Im Entwicklungsplan der DDR-Halbleiterindustrie war [auch]der Coprozessor von INTEL für schnellere mathematische Berechnungen vorgesehen. Es war jedoch nicht möglich, operativ ein geschlossenes Paket von Technologie und Entwurf zu beschaffen. INTEL hatte die Sicherheitsvorkehrungen offensichtlich wegen der AMD-Konkurrenz ganz wesentlich verschärft. So blieben die unterstützenden Maßnahmen zunächst auf die Bereitstellung von technologischen Teilen und eines Rasterelektronenmikroskops beschränkt. Jedoch gelang die Beschaffungen von Entwicklungsmustern der 16-und 32-bit-Reihe, 80286 und 80386 sowie 80486. Dieser 486er war eine Weiterentwicklung des 386 ers und der letzte Prozessor, der in seinen ersten Baumustern noch ohne aktive Kühlung auskam. Entsprechend dimensioniert war die Gehäuselüftung.

◇ ◇ ◇ ◇ ◇

== Aufgabe A ==
Beantworte anhand des Texts über die DDR-Halbleiterindustrie diese Fragen:
(i) Weshalb hatte INTEL seine Sicherheitsvorkehrungen laut Text verschärft?
(ii) Welches Gerät wurde neben technologischen Teilen zunächst bereitgestellt?
(iii) Worin war der 486er in seinen ersten Baumustern der letzte Prozessor?
== Aufgabe B ==
Schreib den Text über die DDR-Halbleiterindustrie im Anschluss an seinen letzten Satz weiter.
Die Datensätze sind eigenständiges Material und gehören nicht zum Text über die DDR-Halbleiterindustrie.

== Datensätze ==
◇ ◇ ◇ ◇ ◇

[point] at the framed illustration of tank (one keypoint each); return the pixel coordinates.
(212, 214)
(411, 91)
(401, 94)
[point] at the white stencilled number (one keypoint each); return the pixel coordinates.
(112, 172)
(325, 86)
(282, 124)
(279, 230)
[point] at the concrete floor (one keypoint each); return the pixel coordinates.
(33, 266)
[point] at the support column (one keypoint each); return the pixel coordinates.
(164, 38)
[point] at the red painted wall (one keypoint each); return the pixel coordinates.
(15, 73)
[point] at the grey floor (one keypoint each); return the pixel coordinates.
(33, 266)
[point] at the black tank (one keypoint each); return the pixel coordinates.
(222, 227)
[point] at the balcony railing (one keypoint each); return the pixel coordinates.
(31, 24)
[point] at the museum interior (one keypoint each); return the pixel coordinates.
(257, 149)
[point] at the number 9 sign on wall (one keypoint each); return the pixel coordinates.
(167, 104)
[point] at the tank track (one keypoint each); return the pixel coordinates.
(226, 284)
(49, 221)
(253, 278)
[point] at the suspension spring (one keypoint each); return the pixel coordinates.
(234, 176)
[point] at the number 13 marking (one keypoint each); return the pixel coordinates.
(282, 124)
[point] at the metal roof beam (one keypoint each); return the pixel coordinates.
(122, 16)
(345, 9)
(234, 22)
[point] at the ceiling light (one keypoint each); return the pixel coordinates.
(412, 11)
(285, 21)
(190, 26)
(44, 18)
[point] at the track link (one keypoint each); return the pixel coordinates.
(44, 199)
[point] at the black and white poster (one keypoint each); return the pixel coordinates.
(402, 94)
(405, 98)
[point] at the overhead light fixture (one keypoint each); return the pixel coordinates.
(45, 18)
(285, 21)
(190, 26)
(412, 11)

◇ ◇ ◇ ◇ ◇

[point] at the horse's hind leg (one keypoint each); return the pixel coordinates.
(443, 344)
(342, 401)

◇ ◇ ◇ ◇ ◇

== Antwort A ==
(i) Offensichtlich wegen der Konkurrenz durch AMD.
(ii) Ein Rasterelektronenmikroskop.
(iii) Er war der letzte Prozessor, der noch ohne aktive Kühlung auskam.

== Antwort B ==
Aufgrund dieser Probleme bei der Entwicklungsunterstützung mußten die Strukturen der Schaltkreise Mikrometer für Mikrometer abgetragen und mit dem Rasterelektronenmikroskop rekonstruiert werden, was zeitlich aufwendig war, aber zum Erfolg führte. Das Fehlen einer neuen Fabrik für dieses Technologieniveau, weil die Investitionsmittel fehlten, bereitete weitaus größere Schwierigkeiten.
Bei den technischen Untersuchungen des INTEL 80486 erkannten die Fachleute im Funkwerk Erfurt, dass aufgrund der erforderlichen hohen Elektronenströme die physikalischen Grenzen der minimalisierten Leiterbahnen erreicht waren. Ohne Kühlung des Mikroprozessors waren die bei der Betriebswärme stei­genden Widerstandswerte nicht zu beherrschen. Man begann sich Gedanken zu machen, diese Grenze zu überwinden….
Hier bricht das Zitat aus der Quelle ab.